# Directions:
Copy out every row below word for word, keeping each line the same.

Annotation data for object locations
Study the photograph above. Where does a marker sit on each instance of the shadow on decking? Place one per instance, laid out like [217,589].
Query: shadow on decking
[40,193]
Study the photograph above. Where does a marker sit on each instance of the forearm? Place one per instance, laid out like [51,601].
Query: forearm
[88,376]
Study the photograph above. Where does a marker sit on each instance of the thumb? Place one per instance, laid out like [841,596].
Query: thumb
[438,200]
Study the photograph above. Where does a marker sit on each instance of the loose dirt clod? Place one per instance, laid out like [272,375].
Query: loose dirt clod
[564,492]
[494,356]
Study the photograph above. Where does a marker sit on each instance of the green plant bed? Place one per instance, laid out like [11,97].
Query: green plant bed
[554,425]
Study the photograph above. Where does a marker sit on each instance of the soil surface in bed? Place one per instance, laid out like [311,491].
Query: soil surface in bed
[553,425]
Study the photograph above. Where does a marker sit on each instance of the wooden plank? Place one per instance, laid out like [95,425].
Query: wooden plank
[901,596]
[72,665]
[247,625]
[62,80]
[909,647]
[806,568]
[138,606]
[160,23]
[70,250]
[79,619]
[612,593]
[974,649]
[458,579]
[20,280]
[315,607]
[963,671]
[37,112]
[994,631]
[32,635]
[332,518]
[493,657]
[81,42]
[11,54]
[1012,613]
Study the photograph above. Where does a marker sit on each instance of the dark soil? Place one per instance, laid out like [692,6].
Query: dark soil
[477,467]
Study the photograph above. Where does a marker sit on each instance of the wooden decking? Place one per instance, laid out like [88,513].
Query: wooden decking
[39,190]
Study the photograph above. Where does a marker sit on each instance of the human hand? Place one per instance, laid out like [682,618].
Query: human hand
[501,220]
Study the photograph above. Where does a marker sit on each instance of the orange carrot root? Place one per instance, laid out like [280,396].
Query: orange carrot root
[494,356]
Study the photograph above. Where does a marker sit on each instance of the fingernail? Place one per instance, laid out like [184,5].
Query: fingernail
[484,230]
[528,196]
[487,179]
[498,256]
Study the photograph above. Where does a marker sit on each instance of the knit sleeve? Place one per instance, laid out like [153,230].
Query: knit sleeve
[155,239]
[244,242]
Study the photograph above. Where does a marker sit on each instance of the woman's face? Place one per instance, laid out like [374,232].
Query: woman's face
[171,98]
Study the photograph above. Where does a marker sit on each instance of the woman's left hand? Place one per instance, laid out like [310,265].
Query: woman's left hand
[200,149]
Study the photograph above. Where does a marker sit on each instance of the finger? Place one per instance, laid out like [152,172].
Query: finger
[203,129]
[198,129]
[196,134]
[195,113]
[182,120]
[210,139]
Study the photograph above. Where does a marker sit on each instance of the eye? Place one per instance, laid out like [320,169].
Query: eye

# Response for this exercise:
Study the photograph above. Where does a marker sit on each instance of the shadow on decking? Place one per instance, laid out like [217,589].
Query: shadow on decking
[40,193]
Study the photograph above. Where does a marker sit on each instance of the forearm? Place one per instance, laid out like [51,601].
Query: forearm
[88,376]
Study the photograph above. Where does a marker sit on each instance of the thumb? Place one per instance, laid out like [841,596].
Query: thumb
[438,200]
Study the photograph above. Where does a marker sit on each instance of the loose dirt clod? Place one per instance, laid out like [272,375].
Query: loose dirt clod
[564,492]
[494,356]
Study the photograph above. Where does a marker sit on each instance of the green plant bed? Place one per instance, laid out like [11,97].
Query: green plant bed
[554,425]
Study the photograph above. Where does a marker sit on each instance of the soil surface in bed? Place one per instance, laid out like [311,491].
Query: soil surface in bed
[553,425]
Study the photograph above. Where does a marker sit on each instance of the wooden plank? Place one per instance, laid out like [95,425].
Query: wooden plank
[901,596]
[72,665]
[247,625]
[62,80]
[909,647]
[806,568]
[138,606]
[160,23]
[70,250]
[79,619]
[612,593]
[974,649]
[458,579]
[20,280]
[315,607]
[963,671]
[37,112]
[994,631]
[32,635]
[332,518]
[493,657]
[81,42]
[11,54]
[1012,613]
Study the photograph above. Where does a marker sit on each instance of the dark soil? Place one per instance, laid out like [692,6].
Query: dark soil
[477,467]
Study the photograph above. Where does a marker sit on each instance of the wooden decking? Place one per instance, laid out like [88,513].
Query: wooden decking
[39,190]
Study the photograph above. Where does a marker sit on each instance of the human hand? Place one per instance, laid out like [682,618].
Query: human hand
[501,220]
Study the photograph above. Where does a marker sit on each instance of the orange carrot root? Place one per instance, laid out like [280,396].
Query: orange carrot root
[494,356]
Study the photograph above. Where does a marker sit on each instance of the fingernail? Place one per instance, laid out like [184,5].
Query: fingernail
[484,230]
[528,196]
[487,179]
[498,256]
Study the photograph above. Where does a marker sit on each instance of the knit sleeve? Place one per instance, laid out like [153,230].
Query: knit sleeve
[155,239]
[244,242]
Study the photograph above. Where does a marker sit on each instance of the woman's face? Place one per instance, laid out like [374,232].
Query: woman's face
[171,98]
Study the photograph above. Where does a marker sit on each instance of the woman's left hand? Place one per instance, laid out like [310,265].
Query: woman's left hand
[200,149]
Study the photograph above. Where does a marker sit on each instance of the finger? Place one per instance, laid out like [152,172].
Query: finger
[203,129]
[198,129]
[196,134]
[195,113]
[182,120]
[210,139]
Study the photograph above. Where does a marker sit on each instance of the eye? Place one per instance, laid out like [320,169].
Query: eye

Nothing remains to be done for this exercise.